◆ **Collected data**

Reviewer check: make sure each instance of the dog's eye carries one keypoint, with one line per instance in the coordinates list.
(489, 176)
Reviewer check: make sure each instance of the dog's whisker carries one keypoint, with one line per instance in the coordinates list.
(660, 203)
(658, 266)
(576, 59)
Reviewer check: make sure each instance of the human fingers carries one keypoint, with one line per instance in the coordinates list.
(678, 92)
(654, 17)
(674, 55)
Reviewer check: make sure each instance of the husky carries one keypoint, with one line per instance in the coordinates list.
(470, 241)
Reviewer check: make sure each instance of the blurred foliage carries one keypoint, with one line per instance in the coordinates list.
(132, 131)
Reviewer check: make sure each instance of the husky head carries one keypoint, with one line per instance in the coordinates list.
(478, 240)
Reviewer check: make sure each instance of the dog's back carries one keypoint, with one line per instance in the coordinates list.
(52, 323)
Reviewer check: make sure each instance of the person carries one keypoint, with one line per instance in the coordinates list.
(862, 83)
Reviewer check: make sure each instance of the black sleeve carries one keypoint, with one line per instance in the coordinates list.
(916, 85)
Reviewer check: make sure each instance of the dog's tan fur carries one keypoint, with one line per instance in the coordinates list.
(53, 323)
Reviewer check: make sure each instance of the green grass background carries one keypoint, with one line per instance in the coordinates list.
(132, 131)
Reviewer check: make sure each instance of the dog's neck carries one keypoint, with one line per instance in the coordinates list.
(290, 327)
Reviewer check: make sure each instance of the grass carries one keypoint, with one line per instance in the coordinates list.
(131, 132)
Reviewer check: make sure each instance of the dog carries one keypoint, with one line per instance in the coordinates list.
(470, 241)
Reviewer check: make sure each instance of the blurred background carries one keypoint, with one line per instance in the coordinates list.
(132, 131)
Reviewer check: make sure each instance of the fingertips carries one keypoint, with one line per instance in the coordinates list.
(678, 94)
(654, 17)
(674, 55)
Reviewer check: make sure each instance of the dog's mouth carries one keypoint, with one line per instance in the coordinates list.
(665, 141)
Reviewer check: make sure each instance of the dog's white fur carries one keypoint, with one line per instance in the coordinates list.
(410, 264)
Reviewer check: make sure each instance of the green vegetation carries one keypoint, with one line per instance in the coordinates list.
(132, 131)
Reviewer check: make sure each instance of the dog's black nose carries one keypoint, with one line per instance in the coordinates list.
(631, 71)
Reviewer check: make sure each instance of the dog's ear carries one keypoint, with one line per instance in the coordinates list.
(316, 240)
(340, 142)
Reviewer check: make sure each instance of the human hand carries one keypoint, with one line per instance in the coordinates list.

◆ **STATED PROBLEM**
Rewrite all of the records above with "Reviewer check" changed to "Annotator check" and everything else left the same.

◆ **EXERCISE SOLUTION**
Annotator check: make sure each instance of the dog's eye carries one keypoint, with one line per instance in the coordinates list.
(489, 176)
Annotator check: make sure each instance of the dog's whisker carries one keypoint, with one line per instance in the coordinates list.
(660, 203)
(658, 266)
(576, 59)
Annotator check: make sure each instance of the human fingers carries one keypoint, with one line per instance in the coordinates list.
(678, 92)
(654, 17)
(674, 55)
Annotator check: make sure each instance of the husky carries one keypoint, with one line per instance in the coordinates list.
(470, 241)
Annotator check: make sure each instance of the blurred foliage carries one keypoint, with one line per instance in the coordinates list.
(132, 131)
Annotator check: make sure each instance of the husky head carries one keypoint, with one line per instance in the coordinates list.
(478, 240)
Annotator check: make sure each instance of the dog's back carries one keypoint, with one line per instance in the coordinates list.
(52, 323)
Annotator check: make sure each instance of the person carries one keypoint, with one line per instance in the coordinates list.
(862, 83)
Annotator check: make sure each instance of the black sleeve carries one keypoint, with one line per instance in the coordinates list.
(916, 85)
Annotator check: make sure each instance of the dog's tan fur carries one keypoint, with one line per instance in the coordinates list.
(53, 323)
Annotator check: make sure each instance of the green grass background carries one keypoint, with one line per instance in the coordinates list.
(132, 131)
Annotator check: make sure each instance of the dog's neck carries one keypoint, with one line per instance in the coordinates list.
(290, 327)
Annotator check: make sure each instance of the grass carries one keypoint, with one line per instance in the coordinates list.
(131, 132)
Annotator check: make sure each instance of the dog carries one keypoint, with one line per instance in the coordinates list.
(470, 241)
Annotator check: make sure each instance of the blurred background carries one keypoint, with one line per instance in the coordinates list.
(132, 131)
Annotator check: make sure each instance of the fingertips carries one keypoint, with one line per instance in the coordinates list.
(678, 94)
(654, 17)
(674, 55)
Annotator check: make sure each instance of the dog's mouth carries one keypoint, with one line per instance in the coordinates list.
(665, 141)
Annotator check: make sure each instance of the dog's white fur carries one keypoint, with one line per instance in the coordinates list.
(410, 264)
Annotator check: make sure each instance of the green vegetation carries one keypoint, with one line per instance in the coordinates list.
(132, 131)
Annotator check: make sure each instance of the dog's black nose carries one keypoint, with one line per instance in the coordinates list.
(631, 71)
Annotator check: make sure each instance of the dog's ear carries one keypoint, with one line per instance in the coordinates list.
(316, 240)
(340, 142)
Annotator check: make sure each instance of the human hand carries one keypoint, with one line per instance in the coordinates list.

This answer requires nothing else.